EXERCISE PROMPT: Take the line with "on the leaning" and the rest of the lines after it, to the end of the entries, and restate them exactly.

(Image-grounded pointing data)

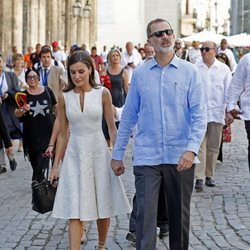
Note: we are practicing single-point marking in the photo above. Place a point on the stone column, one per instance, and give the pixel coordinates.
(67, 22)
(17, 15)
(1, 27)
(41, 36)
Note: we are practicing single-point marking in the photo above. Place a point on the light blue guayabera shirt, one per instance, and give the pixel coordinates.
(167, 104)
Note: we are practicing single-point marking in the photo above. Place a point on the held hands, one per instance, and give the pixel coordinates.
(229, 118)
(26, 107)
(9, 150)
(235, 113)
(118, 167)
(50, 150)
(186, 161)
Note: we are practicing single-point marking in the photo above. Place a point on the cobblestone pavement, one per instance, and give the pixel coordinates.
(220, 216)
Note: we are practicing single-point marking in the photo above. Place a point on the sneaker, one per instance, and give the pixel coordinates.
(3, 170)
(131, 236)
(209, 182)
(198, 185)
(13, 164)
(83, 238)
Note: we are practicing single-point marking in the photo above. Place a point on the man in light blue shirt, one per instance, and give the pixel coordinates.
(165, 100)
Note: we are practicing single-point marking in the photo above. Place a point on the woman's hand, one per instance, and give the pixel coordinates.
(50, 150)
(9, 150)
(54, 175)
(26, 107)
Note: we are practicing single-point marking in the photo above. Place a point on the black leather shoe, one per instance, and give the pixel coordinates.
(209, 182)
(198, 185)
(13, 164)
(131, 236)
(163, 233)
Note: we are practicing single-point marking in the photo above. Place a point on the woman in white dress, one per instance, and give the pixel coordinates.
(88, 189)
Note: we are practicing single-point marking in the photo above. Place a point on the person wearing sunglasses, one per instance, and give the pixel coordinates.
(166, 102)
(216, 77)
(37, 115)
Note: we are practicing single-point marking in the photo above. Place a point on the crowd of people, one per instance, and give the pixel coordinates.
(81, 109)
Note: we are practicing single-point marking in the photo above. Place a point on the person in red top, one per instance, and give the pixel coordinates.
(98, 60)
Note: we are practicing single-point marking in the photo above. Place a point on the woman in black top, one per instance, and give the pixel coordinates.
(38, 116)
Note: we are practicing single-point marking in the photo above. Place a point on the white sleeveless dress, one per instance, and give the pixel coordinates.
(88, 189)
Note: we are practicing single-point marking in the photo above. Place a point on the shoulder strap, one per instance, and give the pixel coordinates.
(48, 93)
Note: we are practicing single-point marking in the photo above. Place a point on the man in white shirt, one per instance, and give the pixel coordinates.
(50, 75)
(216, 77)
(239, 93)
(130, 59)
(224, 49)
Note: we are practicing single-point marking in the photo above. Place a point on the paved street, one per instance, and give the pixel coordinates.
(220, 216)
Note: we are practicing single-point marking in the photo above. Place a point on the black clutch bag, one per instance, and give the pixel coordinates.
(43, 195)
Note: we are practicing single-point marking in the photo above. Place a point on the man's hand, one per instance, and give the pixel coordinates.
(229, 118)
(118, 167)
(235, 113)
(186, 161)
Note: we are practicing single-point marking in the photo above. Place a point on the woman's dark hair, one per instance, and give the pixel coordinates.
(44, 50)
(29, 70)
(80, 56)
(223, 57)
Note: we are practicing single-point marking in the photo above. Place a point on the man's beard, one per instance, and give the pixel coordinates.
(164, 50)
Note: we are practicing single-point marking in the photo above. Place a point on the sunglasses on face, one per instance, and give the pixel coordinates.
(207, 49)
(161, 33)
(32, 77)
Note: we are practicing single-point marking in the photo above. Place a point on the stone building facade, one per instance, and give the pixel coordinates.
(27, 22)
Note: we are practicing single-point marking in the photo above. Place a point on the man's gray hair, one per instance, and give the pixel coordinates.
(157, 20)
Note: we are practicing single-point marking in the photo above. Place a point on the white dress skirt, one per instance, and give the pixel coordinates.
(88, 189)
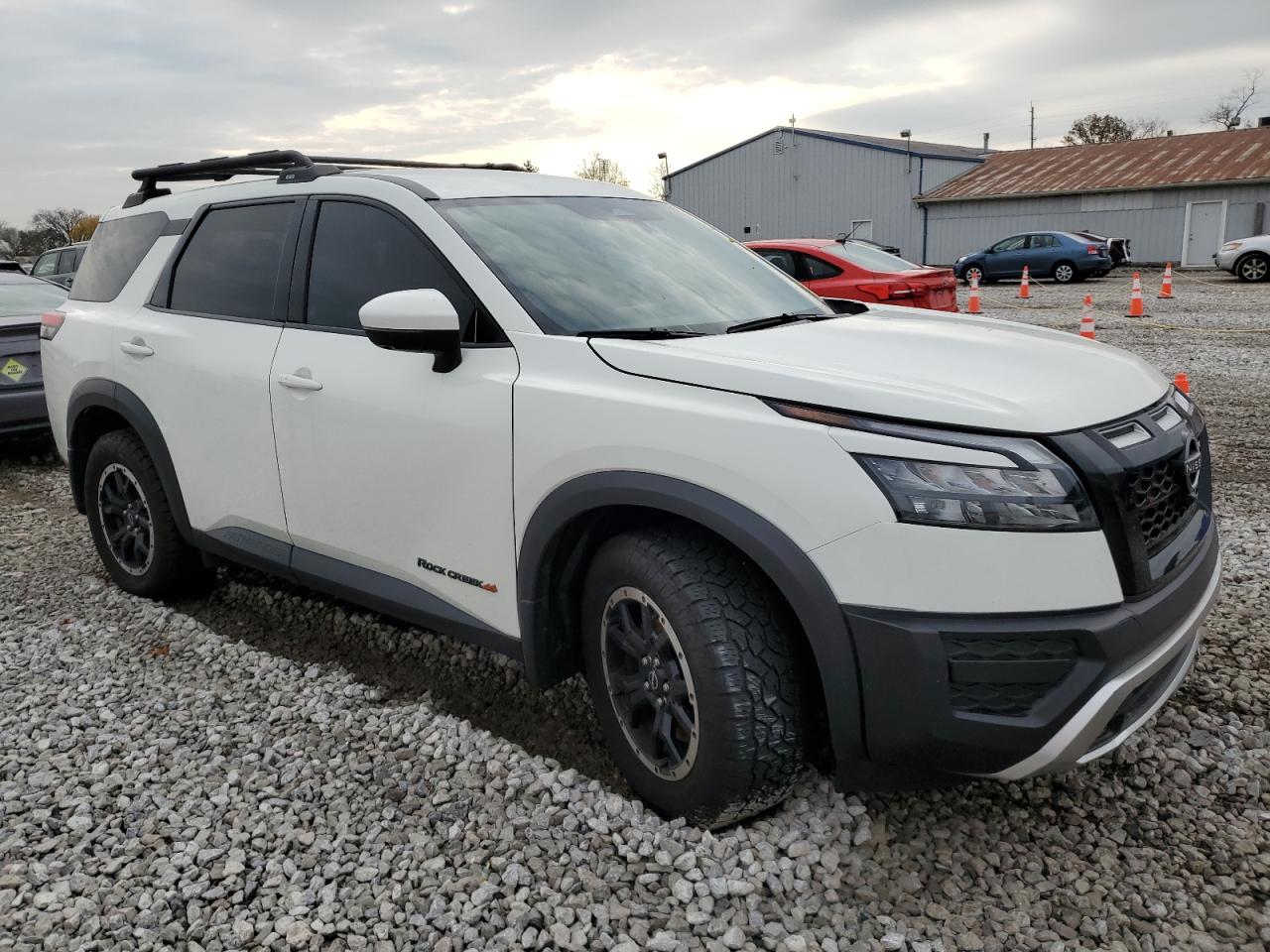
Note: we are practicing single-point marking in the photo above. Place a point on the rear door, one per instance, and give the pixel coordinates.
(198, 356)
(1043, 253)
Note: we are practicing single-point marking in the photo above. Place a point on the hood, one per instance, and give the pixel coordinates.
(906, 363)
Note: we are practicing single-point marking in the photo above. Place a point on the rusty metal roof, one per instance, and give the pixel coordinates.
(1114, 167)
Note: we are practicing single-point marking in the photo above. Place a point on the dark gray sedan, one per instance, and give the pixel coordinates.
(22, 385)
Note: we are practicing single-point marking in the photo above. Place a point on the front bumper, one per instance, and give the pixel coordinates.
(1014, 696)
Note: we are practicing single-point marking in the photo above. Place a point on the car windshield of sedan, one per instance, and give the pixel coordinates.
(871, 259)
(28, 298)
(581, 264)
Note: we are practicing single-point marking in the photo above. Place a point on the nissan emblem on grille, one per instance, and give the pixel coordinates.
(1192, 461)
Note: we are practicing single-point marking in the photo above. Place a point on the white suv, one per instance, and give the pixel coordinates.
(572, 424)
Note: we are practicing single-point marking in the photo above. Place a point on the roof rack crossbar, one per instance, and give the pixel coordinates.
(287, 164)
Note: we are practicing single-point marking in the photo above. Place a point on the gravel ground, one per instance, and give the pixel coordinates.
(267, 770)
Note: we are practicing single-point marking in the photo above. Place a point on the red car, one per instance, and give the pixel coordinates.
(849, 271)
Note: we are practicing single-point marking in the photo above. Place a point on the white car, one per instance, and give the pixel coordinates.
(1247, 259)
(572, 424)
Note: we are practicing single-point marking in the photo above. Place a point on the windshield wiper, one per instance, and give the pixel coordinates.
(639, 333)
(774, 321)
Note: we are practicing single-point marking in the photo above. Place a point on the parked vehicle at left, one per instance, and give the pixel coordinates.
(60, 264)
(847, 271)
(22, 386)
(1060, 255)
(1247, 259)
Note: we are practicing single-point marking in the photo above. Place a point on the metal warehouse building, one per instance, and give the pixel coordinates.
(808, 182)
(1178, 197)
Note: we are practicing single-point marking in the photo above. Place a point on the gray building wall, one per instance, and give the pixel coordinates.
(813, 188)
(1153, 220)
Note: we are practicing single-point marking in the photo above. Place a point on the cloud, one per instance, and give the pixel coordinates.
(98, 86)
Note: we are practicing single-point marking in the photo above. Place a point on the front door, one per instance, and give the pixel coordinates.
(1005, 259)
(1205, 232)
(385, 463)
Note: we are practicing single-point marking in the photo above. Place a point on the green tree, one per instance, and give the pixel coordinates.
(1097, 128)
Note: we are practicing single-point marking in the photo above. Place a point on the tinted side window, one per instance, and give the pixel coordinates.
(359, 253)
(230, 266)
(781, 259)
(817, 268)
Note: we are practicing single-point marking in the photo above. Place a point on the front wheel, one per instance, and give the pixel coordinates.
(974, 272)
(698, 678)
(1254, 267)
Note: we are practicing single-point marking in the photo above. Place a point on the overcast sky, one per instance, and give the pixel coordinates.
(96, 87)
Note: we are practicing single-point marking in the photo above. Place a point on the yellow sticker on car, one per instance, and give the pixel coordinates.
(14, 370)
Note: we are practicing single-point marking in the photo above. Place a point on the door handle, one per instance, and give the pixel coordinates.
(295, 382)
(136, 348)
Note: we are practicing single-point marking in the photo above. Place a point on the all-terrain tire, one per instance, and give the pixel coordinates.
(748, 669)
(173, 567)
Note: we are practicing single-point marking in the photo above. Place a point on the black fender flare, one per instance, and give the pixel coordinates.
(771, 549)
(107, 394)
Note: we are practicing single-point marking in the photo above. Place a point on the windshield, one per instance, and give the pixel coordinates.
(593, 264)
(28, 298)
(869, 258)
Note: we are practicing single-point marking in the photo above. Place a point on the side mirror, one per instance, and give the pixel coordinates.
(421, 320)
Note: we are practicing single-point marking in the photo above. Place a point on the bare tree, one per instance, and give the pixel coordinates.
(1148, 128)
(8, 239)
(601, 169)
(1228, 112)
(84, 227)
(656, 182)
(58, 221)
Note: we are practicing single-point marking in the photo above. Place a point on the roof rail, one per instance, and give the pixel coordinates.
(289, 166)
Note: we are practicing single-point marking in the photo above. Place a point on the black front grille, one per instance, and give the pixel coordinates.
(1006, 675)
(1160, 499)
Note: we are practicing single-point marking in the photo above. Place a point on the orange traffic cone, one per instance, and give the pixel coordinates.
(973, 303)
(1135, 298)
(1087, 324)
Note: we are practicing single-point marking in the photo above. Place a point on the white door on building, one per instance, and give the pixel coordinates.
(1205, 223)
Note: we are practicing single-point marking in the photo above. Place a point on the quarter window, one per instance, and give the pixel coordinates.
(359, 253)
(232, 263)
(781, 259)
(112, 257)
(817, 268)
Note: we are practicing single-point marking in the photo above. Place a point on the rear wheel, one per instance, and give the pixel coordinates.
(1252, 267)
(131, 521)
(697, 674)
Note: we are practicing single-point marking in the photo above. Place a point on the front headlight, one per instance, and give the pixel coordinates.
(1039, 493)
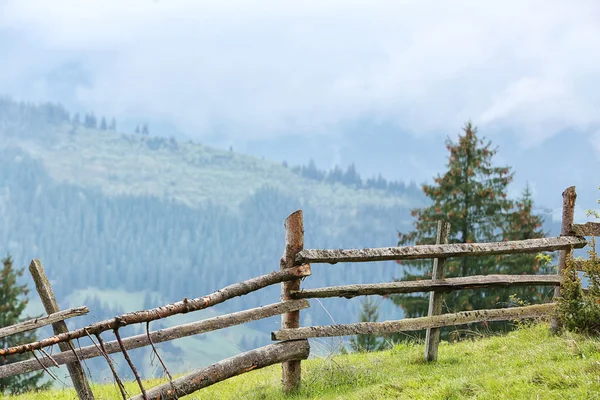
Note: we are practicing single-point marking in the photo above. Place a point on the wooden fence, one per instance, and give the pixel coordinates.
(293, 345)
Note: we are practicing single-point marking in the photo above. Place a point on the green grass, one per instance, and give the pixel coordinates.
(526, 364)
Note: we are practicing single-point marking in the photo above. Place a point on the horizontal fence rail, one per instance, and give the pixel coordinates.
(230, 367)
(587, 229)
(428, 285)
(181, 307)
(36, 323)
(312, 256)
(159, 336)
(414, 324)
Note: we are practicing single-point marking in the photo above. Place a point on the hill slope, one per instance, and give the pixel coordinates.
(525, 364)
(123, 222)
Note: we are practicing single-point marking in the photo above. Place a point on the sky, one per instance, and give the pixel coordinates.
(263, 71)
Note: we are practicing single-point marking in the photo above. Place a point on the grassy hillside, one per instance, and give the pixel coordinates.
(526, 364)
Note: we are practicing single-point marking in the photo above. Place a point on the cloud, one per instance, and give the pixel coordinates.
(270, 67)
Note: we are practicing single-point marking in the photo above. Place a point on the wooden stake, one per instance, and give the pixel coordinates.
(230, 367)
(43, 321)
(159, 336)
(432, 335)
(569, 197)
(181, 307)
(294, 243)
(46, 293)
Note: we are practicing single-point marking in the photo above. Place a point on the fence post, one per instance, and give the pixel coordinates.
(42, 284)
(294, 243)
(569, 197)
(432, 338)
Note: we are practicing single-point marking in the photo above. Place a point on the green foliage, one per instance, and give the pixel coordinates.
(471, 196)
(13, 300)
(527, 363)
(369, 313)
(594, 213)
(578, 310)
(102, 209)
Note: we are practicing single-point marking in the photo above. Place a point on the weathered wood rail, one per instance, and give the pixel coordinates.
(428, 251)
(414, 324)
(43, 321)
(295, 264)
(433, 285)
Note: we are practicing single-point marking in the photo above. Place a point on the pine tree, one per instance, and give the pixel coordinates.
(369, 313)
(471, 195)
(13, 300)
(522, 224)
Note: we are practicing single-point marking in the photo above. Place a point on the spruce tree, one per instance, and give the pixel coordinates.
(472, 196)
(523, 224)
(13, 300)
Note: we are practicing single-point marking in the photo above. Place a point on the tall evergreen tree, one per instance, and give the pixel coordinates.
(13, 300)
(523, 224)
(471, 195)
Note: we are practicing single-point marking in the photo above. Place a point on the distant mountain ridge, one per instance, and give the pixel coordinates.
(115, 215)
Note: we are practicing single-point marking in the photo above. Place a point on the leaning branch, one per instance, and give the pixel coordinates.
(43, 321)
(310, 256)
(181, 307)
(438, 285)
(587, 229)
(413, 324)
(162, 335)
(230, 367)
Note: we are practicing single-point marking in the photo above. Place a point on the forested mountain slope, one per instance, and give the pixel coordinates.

SOLUTION TO THE PROBLEM:
Note: we are practicing single-point marking in the photo above. Place a point on the leaning branch, one per instance, and give the pixel coordinates.
(43, 321)
(310, 256)
(181, 307)
(438, 285)
(587, 229)
(413, 324)
(162, 335)
(230, 367)
Note: we are practicing single-point marking in the photo above. Place a point on the forested mountain slope, one per instance, and give the pixel coordinates.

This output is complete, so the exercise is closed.